··· Page extract
By Richard Jeffreys
The field of immune-based therapies (IBT) offers hope that researchers can develop strategies allowing people with HIV to delay or interrupt antiretroviral therapy, ideally reducing drug resistance problems and side effects due to HAART (highly active antiretroviral therapy). In theory, immune-based therapies could offset the damage to the immune system done by HIV, improve the quality and strength of the immune response, or help the immune system control HIV without antiretrovirals. Yet while we have nearly 20 antiretroviral drugs that attack HIV replication, we have no approved therapies directed at the immune system.
Despite the potential for changing HIV treatment, only one immune-based therapy, interleukin-2, is currently in phase III trials—and the results from these SILCAAT and ESPRIT trials won’t be available for years. Therapeutic vaccines, designed to improve the immune system’s ability to control HIV in people who are chronically infected, are still in the early stages of development (with the exception of the Phoenix-like tenacity of Remune). The therapeutic vaccines furthest along are being researched in small studies designed to determine safety and measure changes in the immune response to HIV.
······
··· Data for analysis
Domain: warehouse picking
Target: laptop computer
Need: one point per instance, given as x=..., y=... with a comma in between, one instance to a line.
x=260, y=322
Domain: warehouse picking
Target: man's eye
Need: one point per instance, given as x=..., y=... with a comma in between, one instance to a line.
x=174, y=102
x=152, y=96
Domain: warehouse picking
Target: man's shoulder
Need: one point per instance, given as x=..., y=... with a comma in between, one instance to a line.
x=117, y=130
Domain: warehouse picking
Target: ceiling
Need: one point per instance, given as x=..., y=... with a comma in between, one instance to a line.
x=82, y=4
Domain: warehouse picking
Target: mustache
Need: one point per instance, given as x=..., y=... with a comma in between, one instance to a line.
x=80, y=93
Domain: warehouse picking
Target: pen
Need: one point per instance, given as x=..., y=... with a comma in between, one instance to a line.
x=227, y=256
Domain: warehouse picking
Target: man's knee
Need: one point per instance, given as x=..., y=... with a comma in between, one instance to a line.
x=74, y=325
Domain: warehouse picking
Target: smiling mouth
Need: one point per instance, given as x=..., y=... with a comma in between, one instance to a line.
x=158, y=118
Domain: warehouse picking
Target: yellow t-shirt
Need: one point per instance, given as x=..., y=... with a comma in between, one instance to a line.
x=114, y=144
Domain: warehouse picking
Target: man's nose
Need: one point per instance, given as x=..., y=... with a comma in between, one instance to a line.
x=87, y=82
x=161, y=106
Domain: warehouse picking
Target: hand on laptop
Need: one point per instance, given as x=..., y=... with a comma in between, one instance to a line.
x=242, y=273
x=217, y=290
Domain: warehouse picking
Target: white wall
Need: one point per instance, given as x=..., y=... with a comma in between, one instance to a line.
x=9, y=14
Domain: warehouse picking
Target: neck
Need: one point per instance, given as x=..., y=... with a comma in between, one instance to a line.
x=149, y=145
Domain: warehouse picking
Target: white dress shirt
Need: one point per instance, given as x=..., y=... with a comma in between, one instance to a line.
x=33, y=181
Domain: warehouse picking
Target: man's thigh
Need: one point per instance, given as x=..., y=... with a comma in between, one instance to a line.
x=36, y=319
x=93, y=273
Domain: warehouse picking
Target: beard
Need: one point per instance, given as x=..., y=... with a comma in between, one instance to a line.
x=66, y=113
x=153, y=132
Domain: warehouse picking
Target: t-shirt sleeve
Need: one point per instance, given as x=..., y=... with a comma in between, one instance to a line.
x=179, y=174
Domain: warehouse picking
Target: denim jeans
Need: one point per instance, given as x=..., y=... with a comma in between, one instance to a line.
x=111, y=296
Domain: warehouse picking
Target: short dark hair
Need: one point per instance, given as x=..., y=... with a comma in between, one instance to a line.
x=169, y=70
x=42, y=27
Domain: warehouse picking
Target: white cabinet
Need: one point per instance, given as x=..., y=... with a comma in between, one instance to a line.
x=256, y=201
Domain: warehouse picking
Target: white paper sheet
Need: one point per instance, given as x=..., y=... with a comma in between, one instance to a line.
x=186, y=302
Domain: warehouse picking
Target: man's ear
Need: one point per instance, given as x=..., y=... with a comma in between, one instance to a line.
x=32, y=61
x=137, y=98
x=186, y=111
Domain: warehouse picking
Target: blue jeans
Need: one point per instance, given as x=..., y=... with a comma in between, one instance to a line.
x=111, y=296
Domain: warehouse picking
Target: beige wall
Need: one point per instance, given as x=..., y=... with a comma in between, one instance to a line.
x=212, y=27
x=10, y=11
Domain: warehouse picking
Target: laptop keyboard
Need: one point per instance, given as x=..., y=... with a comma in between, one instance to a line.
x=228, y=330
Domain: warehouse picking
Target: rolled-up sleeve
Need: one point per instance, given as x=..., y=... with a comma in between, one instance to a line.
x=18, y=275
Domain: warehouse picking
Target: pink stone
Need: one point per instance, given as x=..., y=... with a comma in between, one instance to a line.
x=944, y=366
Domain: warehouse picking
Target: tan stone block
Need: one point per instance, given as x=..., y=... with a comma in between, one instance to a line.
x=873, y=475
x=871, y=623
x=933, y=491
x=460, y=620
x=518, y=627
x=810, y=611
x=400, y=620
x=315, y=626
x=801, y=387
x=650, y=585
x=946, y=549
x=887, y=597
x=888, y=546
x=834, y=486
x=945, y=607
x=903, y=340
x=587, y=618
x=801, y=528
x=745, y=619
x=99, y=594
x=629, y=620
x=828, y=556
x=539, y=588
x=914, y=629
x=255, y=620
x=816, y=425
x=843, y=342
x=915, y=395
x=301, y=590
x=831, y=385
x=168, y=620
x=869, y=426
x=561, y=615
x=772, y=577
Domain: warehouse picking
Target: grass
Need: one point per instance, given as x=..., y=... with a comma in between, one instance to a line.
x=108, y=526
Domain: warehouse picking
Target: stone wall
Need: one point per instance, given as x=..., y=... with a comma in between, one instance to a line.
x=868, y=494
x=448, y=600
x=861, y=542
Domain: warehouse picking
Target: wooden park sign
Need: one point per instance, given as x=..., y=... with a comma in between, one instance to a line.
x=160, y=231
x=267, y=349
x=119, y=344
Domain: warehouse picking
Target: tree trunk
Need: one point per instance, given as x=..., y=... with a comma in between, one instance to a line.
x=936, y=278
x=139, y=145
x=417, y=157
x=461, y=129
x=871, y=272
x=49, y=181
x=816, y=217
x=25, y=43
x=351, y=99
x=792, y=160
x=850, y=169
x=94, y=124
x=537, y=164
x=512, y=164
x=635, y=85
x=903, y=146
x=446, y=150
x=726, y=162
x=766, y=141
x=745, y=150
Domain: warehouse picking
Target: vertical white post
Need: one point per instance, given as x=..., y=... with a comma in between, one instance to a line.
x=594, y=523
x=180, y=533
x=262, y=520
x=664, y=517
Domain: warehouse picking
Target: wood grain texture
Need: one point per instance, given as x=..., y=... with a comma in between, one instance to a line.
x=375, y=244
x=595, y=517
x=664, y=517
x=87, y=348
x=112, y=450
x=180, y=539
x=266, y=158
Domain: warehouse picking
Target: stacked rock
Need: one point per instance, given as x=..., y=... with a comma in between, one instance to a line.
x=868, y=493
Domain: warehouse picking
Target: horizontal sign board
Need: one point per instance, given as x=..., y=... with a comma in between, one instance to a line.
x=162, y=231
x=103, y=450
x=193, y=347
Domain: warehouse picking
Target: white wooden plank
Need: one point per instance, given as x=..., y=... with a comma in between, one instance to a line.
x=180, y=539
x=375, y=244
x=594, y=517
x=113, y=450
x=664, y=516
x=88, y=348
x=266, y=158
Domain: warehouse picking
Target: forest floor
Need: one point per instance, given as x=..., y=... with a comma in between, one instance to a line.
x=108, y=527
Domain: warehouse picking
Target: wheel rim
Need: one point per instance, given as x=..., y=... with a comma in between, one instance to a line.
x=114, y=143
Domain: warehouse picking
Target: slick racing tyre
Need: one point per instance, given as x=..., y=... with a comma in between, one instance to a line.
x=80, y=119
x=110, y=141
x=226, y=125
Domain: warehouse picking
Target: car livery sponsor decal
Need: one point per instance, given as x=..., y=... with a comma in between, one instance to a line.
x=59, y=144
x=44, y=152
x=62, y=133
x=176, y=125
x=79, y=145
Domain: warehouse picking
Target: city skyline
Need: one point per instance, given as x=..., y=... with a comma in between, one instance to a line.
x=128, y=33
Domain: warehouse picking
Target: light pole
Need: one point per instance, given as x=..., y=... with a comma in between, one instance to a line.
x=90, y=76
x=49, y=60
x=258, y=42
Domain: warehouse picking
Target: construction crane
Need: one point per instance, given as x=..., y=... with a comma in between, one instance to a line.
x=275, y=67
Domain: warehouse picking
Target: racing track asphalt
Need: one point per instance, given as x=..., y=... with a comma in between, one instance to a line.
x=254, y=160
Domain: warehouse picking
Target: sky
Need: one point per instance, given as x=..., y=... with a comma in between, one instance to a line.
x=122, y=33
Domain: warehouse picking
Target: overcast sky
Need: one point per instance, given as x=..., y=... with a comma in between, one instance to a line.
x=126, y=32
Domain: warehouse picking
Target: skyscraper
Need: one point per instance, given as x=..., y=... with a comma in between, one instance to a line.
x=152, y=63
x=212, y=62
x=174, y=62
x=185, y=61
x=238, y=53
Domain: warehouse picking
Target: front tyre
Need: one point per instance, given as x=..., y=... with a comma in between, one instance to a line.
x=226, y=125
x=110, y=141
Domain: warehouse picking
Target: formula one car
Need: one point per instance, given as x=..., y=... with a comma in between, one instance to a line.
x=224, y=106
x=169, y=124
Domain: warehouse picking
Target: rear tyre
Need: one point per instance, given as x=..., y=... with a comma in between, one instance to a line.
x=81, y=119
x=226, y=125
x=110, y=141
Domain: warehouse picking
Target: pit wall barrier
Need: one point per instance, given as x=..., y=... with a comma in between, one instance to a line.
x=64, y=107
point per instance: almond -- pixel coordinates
······
Reproduce, word for word, the stretch of the immune-based HIV therapy article from "By Richard Jeffreys" through "the immune system.".

### [Written response]
By Richard Jeffreys
The field of immune-based therapies (IBT) offers hope that researchers can develop strategies allowing people with HIV to delay or interrupt antiretroviral therapy, ideally reducing drug resistance problems and side effects due to HAART (highly active antiretroviral therapy). In theory, immune-based therapies could offset the damage to the immune system done by HIV, improve the quality and strength of the immune response, or help the immune system control HIV without antiretrovirals. Yet while we have nearly 20 antiretroviral drugs that attack HIV replication, we have no approved therapies directed at the immune system.